◆ Task goal: List every row below that contains the word "cheek", copying each such row in full. Case counts.

◆ Records for processing:
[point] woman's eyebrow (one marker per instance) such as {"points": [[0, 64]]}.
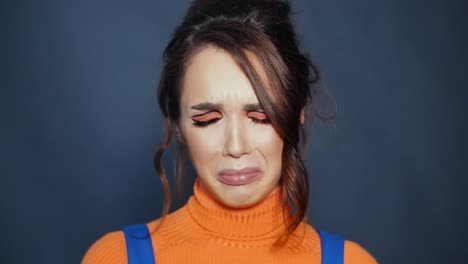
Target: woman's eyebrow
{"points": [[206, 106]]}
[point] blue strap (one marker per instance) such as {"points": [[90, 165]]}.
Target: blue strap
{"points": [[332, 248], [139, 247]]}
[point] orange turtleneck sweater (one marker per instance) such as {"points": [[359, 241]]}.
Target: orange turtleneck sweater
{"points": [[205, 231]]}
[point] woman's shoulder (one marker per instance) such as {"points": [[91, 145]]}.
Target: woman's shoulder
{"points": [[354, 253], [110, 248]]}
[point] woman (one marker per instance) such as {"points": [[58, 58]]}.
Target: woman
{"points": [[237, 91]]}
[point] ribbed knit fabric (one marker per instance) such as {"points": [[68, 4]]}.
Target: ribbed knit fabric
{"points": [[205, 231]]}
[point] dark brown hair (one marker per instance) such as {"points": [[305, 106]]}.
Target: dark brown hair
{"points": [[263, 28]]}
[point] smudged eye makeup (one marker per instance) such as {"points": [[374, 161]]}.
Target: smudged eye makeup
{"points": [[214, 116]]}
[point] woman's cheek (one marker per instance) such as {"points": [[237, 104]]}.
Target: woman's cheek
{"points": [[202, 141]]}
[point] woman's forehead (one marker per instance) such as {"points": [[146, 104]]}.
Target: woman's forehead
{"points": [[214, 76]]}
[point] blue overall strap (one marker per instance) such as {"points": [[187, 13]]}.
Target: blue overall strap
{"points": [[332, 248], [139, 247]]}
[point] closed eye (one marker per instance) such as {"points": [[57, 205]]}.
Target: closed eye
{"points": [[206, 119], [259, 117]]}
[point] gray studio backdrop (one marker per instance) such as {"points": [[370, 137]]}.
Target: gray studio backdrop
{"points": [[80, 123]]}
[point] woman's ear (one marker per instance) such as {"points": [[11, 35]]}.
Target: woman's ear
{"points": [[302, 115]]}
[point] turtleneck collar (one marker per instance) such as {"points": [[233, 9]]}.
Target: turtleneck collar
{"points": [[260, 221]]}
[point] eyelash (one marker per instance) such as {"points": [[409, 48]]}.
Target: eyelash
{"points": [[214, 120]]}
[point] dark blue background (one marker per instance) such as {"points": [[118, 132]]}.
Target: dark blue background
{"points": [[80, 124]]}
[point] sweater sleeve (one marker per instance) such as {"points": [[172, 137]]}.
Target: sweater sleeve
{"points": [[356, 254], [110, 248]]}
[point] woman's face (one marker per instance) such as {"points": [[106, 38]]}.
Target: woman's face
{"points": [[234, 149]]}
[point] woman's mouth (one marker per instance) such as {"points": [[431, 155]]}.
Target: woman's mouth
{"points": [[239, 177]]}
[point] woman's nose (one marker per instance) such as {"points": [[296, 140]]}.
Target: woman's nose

--

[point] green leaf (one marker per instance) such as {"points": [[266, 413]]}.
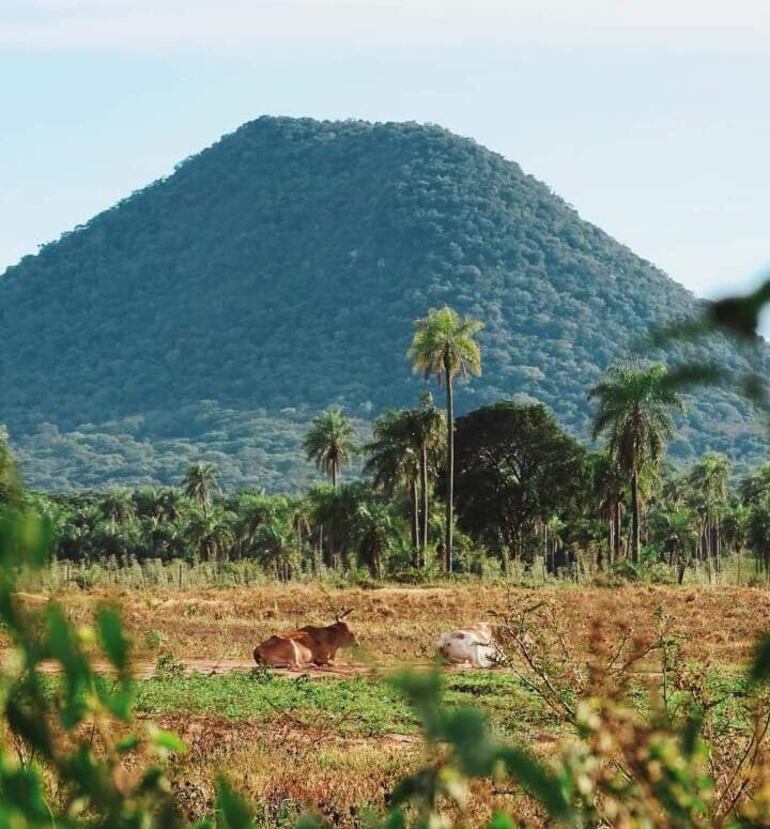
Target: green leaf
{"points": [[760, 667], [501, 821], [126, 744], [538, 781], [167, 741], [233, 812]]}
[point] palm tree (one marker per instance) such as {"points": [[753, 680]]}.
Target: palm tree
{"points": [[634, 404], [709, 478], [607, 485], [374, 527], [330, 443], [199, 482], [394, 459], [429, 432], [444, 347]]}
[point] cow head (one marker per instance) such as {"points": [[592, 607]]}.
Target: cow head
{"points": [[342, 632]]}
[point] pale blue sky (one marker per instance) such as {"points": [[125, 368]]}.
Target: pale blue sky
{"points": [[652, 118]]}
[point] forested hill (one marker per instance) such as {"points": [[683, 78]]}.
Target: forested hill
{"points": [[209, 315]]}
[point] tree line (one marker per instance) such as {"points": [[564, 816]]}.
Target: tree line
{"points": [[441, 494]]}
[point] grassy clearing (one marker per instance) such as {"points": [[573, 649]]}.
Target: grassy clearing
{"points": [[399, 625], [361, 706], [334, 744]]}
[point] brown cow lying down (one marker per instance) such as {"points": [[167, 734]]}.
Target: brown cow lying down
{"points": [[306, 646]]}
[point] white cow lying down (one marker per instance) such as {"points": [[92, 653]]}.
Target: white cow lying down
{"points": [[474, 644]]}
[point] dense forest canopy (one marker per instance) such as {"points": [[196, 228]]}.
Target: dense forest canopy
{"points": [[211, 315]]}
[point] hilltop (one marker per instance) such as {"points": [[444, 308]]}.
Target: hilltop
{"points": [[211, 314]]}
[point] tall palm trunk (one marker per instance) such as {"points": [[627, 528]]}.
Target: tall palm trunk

◆ Task answer:
[point] woman's cheek (one marker per instance) such as {"points": [[237, 104]]}.
Target: woman's cheek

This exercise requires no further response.